- What this task involves: From the line containing "like point(367, 318)." through the last line of the data, return those lines exactly as written and nothing more.

- Stored data:
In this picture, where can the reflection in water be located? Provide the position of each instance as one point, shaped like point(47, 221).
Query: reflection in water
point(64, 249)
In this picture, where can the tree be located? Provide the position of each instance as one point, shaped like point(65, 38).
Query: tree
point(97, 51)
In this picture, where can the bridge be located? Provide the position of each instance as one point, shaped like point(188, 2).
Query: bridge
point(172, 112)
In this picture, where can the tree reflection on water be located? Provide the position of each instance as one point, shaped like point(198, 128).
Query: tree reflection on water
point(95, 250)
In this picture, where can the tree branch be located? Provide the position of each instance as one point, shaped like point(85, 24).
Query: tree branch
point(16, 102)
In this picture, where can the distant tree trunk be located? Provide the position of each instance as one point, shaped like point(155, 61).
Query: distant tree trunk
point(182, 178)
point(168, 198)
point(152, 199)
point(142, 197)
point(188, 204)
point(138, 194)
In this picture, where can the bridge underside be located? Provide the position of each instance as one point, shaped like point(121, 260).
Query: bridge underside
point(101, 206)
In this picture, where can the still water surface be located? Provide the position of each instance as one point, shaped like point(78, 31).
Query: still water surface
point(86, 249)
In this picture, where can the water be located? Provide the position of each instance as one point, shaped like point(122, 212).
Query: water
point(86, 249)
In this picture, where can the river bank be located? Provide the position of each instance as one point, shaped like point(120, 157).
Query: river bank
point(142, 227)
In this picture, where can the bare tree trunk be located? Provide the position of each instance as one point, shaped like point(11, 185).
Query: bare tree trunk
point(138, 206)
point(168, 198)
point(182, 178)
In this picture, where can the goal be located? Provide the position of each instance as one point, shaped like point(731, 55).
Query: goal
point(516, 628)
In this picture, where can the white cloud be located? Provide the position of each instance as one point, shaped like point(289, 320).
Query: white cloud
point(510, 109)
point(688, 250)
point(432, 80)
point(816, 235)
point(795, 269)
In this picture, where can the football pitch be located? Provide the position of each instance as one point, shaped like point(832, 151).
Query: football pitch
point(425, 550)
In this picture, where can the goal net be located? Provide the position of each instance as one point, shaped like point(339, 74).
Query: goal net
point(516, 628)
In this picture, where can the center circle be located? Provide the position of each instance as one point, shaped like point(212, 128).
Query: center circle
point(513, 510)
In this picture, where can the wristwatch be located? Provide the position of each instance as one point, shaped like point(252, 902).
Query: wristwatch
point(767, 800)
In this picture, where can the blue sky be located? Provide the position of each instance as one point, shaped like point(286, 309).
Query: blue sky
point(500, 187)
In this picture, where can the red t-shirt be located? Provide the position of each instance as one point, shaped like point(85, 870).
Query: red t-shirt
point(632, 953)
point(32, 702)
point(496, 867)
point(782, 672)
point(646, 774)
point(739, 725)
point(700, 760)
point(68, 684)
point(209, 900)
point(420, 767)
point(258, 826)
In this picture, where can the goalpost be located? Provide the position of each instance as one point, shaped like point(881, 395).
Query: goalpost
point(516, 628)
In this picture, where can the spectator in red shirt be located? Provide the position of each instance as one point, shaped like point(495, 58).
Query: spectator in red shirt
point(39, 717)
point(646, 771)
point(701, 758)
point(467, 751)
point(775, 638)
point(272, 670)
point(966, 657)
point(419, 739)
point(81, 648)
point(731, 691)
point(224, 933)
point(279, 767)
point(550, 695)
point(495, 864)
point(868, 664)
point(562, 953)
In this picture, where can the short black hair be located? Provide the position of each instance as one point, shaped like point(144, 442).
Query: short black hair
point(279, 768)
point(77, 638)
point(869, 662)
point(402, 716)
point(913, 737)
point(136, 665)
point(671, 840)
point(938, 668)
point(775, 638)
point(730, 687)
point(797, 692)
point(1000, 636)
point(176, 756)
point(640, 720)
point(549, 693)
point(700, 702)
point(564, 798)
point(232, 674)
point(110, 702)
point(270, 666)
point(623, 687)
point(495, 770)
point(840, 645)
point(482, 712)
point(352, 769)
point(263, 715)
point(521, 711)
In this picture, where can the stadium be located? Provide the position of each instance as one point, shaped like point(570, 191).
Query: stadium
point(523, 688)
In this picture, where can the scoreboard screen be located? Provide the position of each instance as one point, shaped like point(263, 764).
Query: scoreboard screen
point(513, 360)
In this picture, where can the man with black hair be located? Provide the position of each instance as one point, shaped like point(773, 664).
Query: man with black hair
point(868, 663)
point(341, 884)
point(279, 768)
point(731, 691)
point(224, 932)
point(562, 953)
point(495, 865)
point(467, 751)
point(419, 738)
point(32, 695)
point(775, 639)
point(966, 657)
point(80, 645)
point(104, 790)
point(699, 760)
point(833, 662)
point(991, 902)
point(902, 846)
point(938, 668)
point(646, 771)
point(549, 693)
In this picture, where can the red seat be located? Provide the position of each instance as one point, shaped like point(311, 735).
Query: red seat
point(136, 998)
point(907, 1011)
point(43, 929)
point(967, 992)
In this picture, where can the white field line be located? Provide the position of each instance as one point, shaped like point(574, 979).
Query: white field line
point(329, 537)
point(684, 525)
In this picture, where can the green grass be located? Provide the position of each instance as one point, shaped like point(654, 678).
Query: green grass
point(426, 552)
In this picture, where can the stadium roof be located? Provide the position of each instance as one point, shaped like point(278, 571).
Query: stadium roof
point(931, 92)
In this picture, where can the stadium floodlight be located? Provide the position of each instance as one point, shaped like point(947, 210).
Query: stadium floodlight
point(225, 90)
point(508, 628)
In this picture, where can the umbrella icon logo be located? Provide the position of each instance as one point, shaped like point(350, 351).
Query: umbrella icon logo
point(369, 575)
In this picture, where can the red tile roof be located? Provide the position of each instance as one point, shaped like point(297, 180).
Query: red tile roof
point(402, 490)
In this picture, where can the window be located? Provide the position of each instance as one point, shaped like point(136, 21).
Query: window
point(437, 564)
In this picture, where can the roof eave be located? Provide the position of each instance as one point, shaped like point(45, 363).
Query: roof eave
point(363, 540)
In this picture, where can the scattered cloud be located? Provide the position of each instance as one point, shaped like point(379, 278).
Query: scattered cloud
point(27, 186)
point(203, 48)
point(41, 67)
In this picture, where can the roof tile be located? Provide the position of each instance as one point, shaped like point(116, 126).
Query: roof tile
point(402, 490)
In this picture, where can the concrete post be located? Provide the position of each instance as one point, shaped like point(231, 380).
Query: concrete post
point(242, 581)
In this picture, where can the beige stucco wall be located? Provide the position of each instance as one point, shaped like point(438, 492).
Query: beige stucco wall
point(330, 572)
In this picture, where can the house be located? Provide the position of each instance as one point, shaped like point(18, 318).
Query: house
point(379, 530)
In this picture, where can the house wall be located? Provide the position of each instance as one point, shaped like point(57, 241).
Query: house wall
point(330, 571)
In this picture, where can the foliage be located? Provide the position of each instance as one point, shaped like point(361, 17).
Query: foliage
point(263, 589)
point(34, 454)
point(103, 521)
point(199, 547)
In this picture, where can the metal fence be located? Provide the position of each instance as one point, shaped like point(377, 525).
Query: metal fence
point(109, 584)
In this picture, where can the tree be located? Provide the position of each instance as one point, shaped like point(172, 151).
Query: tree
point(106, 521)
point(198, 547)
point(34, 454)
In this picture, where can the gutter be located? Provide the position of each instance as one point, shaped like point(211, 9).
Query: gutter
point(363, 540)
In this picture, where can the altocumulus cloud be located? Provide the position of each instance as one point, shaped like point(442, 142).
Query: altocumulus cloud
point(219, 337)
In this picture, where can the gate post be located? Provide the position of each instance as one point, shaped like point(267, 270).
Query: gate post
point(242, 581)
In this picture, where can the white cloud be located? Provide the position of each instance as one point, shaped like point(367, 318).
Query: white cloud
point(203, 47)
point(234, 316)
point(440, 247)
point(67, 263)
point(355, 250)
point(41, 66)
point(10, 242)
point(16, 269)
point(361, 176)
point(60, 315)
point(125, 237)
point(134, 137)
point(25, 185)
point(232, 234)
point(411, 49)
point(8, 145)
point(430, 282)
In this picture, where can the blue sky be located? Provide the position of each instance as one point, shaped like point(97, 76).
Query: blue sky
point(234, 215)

- Exercise result:
In this picture, where can the white cloud be located? Provide the position of each instance as one point, shaped like point(367, 318).
Query: white cloud
point(203, 47)
point(234, 316)
point(440, 247)
point(67, 263)
point(355, 250)
point(41, 66)
point(10, 242)
point(16, 269)
point(361, 176)
point(60, 315)
point(125, 237)
point(134, 137)
point(25, 185)
point(232, 234)
point(411, 49)
point(8, 145)
point(430, 282)
In this picture, where can the blue sky be located? Provide the position of each instance as one point, shaped like point(97, 76).
Query: blue sky
point(234, 215)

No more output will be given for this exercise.